Uno de los malentendidos a los que nos ha llevado el fundamentalismo democrático es creer que todo el mundo tiene derecho a cursar estudios universitarios.

Una cosa es que nadie con la capacidad intelectual y la preparación adecuada deba quedarse fuera de la universidad por motivos económicos, y otra muy distinta es que todo el mundo tenga derecho a matricularse en un grado universitario independientemente de sus capacidades, que es lo que sucede en España.

Sí, teóricamente hay una criba llamada selectividad, cuya función (que nadie cuestiona en teoría) es precisamente esa: seleccionar a los más capaces. Pero en la práctica, la selectividad es un coladero; y es muy raro que un alumno medianito se quede fuera por razones académicas.

Es cierto que muchos de ellos no alcanzan la nota de corte necesaria para cursar el grado X en la universidad Y. Pero no importa: siempre hay una titulación, una universidad que permite su ingreso. Cualquier cosa, antes que quedarse fuera. No poder acceder a la universidad se vive entre los estudiantes y las familias de clase media como un fracaso equivalente a no tener el graduado escolar. Y es lógico que sea así: la universidad es hoy por hoy una prolongación de la enseñanza media.

Podemos aceptar que las cosas son así y que todas las generaciones se han quejado siempre de lo mal preparadas que llegan las nuevas. Vale. Aceptemos sin amargura que en el siglo XXI el bachillerato dura 6 años: 2 en el instituto y 4 en la universidad. Lo único que pido en este caso es que nadie me venda esta universidad con palabras grandilocuentes como excelencia o impacto.

____

● **TAREAS PROPUESTAS**:
(a) Reproduce del fragmento sobre el acceso a la universidad el pasaje que va desde "Sí, teóricamente hay" hasta "por razones académicas.", ambos incluidos.
(b) Traduce al inglés esta oración del fragmento sobre el acceso a la universidad: "No poder acceder a la universidad se vive entre los estudiantes y las familias de clase media como un fracaso equivalente a no tener el graduado escolar."
Los ítems no hacen falta para resolver ningún ejercicio.

● **DATOS EXTRAÍDOS**:
____

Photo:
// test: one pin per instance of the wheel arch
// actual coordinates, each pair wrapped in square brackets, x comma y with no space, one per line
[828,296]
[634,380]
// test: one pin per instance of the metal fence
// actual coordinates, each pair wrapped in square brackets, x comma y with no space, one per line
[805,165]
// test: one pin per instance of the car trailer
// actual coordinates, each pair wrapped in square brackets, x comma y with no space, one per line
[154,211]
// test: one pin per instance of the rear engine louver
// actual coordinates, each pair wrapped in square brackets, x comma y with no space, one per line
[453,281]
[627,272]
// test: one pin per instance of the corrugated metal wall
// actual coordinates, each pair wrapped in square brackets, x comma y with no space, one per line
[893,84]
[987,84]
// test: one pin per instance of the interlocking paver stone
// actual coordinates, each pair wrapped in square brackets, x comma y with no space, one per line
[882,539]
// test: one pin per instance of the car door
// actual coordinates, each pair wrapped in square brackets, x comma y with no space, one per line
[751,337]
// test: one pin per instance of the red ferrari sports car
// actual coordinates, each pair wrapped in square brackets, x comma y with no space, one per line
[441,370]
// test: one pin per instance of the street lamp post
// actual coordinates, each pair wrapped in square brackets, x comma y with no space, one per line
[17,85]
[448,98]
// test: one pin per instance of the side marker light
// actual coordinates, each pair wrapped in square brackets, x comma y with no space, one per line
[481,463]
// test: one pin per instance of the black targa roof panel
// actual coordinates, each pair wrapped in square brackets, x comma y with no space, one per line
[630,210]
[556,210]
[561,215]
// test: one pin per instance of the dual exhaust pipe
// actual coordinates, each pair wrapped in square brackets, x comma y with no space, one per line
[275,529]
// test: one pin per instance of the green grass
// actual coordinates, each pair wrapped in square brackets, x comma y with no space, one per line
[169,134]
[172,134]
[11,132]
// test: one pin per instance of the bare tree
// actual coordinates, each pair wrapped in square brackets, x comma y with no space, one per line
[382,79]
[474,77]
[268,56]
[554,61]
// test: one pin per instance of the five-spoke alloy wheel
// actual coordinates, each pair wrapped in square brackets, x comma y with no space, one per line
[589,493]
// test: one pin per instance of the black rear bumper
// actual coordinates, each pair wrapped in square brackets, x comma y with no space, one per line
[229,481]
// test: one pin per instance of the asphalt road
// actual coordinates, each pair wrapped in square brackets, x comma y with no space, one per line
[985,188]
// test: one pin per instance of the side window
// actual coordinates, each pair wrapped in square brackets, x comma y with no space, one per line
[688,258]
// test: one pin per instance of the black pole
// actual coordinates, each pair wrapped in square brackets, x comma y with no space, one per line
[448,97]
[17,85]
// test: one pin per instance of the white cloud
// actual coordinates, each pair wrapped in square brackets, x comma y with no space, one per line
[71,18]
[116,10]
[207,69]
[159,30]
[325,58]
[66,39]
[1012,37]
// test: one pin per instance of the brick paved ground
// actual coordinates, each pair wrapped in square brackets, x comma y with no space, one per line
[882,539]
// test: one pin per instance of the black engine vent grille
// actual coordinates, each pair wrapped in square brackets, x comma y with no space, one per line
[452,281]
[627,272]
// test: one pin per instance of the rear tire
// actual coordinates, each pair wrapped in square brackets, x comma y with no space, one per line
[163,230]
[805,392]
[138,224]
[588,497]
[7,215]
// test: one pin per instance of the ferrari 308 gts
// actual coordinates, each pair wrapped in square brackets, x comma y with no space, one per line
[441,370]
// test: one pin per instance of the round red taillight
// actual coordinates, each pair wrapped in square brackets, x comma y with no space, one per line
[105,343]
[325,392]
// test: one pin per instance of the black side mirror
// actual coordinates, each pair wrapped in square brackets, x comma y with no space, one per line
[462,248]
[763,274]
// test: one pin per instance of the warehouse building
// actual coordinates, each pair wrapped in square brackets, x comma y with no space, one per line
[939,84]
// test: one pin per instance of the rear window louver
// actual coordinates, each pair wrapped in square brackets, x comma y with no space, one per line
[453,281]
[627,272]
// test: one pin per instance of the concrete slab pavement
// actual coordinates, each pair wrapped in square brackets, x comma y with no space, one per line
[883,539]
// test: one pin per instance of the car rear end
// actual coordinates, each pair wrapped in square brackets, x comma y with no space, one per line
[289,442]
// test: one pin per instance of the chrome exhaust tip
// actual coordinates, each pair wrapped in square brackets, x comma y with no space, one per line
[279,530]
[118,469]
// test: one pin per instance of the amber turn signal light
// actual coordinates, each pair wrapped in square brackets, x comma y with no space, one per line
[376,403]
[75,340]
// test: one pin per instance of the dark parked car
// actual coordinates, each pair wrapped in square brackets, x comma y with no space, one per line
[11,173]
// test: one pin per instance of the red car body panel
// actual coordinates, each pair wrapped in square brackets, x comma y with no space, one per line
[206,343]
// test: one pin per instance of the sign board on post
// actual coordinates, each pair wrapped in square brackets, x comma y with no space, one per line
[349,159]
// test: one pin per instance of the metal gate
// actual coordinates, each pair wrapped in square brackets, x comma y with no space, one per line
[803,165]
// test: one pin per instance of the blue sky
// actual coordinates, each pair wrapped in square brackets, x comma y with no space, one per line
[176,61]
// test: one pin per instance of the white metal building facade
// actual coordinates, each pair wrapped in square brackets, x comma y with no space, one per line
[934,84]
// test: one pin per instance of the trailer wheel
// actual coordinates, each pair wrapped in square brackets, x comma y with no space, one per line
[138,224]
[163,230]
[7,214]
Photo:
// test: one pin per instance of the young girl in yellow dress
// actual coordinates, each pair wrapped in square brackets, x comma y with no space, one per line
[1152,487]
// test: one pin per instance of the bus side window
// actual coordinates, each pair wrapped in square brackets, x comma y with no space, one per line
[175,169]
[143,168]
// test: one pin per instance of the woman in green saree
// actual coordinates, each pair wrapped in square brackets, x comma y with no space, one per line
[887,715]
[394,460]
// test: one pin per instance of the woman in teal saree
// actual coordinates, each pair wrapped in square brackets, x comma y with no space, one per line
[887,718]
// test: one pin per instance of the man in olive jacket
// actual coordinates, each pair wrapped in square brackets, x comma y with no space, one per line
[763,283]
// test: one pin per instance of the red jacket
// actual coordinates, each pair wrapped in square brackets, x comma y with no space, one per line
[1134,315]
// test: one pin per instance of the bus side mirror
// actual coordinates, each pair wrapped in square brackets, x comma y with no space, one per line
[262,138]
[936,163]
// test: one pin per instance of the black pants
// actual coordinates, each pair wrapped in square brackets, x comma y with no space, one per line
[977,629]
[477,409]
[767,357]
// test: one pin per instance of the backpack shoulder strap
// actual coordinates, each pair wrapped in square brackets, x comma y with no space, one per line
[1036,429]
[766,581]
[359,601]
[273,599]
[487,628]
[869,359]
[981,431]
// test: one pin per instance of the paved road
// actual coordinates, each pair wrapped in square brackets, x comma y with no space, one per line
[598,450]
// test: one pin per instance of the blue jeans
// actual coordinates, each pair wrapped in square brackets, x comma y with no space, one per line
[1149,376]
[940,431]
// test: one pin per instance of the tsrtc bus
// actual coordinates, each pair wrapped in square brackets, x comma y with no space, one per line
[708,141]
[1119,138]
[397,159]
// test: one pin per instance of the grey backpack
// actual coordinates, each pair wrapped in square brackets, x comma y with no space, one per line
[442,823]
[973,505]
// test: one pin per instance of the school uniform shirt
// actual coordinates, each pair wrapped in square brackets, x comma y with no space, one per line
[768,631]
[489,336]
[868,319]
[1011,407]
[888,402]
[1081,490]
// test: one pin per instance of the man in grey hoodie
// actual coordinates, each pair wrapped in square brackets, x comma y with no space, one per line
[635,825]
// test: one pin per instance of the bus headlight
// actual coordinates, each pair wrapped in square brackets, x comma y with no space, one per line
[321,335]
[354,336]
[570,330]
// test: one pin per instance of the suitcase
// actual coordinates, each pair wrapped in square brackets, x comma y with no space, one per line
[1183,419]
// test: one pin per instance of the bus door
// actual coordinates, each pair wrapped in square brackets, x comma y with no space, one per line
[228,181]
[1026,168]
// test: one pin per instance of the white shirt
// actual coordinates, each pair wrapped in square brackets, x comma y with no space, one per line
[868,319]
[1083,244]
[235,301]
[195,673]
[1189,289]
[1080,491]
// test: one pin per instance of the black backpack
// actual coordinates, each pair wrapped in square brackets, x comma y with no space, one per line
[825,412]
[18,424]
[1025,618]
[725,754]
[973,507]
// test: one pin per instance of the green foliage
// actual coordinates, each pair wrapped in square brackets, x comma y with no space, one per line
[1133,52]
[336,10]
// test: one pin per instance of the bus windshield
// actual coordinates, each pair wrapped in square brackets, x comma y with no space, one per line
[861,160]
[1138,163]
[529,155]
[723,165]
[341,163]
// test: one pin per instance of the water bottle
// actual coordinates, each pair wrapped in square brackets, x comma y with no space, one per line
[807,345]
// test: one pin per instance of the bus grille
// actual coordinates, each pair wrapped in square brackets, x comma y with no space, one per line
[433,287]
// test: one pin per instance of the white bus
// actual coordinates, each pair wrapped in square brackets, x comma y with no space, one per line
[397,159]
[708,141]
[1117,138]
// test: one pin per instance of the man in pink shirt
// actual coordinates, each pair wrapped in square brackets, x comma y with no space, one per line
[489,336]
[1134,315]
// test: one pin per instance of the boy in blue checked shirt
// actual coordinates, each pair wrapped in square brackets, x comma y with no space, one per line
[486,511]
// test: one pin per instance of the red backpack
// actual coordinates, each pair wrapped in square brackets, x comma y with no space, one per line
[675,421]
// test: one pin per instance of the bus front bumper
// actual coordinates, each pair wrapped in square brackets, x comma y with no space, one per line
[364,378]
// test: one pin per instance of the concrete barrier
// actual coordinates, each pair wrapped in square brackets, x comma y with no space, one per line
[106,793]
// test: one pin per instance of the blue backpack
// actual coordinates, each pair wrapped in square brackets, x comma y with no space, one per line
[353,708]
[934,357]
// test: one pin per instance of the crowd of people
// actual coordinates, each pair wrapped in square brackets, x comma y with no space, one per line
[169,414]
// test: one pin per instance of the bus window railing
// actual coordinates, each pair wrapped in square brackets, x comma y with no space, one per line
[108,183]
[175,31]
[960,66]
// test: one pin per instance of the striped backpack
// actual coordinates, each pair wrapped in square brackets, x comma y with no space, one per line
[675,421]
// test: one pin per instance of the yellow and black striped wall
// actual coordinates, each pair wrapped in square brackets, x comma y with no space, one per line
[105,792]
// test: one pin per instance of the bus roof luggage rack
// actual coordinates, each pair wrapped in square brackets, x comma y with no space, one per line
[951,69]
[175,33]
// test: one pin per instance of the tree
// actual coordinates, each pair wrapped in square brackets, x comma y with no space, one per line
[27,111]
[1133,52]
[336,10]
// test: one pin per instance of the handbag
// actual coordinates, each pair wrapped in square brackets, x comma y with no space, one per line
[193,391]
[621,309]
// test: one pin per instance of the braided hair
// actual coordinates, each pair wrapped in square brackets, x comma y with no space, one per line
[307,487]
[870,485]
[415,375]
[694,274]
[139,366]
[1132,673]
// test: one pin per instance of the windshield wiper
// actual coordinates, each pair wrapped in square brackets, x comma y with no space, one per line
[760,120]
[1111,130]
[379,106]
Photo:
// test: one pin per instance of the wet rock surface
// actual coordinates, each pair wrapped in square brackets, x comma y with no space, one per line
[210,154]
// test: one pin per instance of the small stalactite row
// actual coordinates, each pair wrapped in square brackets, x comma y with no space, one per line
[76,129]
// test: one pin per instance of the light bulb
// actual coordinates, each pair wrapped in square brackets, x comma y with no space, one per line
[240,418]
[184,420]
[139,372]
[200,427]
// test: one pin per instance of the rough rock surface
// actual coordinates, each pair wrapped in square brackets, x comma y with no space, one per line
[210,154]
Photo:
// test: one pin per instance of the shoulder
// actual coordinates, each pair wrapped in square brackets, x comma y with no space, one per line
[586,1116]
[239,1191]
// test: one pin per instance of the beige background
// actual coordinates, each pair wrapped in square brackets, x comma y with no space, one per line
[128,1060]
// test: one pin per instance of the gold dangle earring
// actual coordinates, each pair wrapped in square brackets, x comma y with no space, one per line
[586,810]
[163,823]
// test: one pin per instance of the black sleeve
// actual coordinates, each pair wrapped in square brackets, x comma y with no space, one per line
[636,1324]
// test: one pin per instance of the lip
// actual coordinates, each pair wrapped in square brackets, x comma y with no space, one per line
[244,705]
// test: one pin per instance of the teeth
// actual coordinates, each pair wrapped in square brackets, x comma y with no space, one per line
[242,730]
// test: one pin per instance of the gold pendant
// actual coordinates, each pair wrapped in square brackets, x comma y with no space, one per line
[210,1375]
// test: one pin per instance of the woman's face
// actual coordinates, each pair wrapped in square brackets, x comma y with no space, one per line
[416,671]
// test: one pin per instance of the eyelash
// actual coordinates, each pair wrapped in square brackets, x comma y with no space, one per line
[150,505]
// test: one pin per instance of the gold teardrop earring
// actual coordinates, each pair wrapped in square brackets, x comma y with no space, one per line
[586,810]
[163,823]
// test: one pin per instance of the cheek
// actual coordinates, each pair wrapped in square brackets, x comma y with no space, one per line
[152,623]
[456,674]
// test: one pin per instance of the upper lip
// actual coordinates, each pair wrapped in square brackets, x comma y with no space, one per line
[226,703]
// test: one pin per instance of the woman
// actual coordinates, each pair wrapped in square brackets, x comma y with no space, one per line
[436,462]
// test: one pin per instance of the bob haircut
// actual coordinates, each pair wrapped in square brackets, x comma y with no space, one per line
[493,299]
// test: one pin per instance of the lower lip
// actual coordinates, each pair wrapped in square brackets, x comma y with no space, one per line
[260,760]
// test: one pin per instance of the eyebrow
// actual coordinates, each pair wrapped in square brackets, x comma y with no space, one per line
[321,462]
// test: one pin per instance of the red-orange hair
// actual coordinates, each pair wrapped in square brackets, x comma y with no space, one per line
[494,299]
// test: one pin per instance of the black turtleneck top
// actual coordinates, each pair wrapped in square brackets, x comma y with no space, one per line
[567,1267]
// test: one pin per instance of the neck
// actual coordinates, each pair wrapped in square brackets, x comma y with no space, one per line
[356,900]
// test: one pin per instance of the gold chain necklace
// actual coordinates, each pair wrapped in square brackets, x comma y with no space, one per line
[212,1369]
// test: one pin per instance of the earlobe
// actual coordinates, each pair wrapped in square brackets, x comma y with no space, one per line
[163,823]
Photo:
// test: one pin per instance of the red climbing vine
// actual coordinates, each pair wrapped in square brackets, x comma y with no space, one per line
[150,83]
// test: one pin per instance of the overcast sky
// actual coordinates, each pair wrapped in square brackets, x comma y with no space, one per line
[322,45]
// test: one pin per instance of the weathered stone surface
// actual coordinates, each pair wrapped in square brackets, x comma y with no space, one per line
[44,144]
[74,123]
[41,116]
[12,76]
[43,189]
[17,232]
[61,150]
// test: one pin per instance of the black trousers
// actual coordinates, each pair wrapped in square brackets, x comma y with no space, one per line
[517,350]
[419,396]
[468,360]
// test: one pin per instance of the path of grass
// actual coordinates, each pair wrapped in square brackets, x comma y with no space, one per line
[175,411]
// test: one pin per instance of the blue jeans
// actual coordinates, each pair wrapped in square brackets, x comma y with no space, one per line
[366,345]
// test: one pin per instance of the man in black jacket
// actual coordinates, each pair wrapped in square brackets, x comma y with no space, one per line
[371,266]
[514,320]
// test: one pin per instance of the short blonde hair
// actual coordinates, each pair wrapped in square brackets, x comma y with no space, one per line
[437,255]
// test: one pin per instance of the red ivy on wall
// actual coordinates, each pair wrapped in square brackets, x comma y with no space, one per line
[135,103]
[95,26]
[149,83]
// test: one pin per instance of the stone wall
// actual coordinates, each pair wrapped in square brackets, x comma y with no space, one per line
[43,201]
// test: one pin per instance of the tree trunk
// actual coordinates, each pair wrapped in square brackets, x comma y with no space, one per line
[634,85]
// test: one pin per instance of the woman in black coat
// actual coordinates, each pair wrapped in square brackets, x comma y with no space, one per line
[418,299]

____

● **SOLUCIONES**:
(a)
Sí, teóricamente hay una criba llamada selectividad, cuya función (que nadie cuestiona en teoría) es precisamente esa: seleccionar a los más capaces. Pero en la práctica, la selectividad es un coladero; y es muy raro que un alumno medianito se quede fuera por razones académicas.

(b) Not being able to get into university is experienced among students and middle-class families as a failure equivalent to not having the basic school-leaving certificate.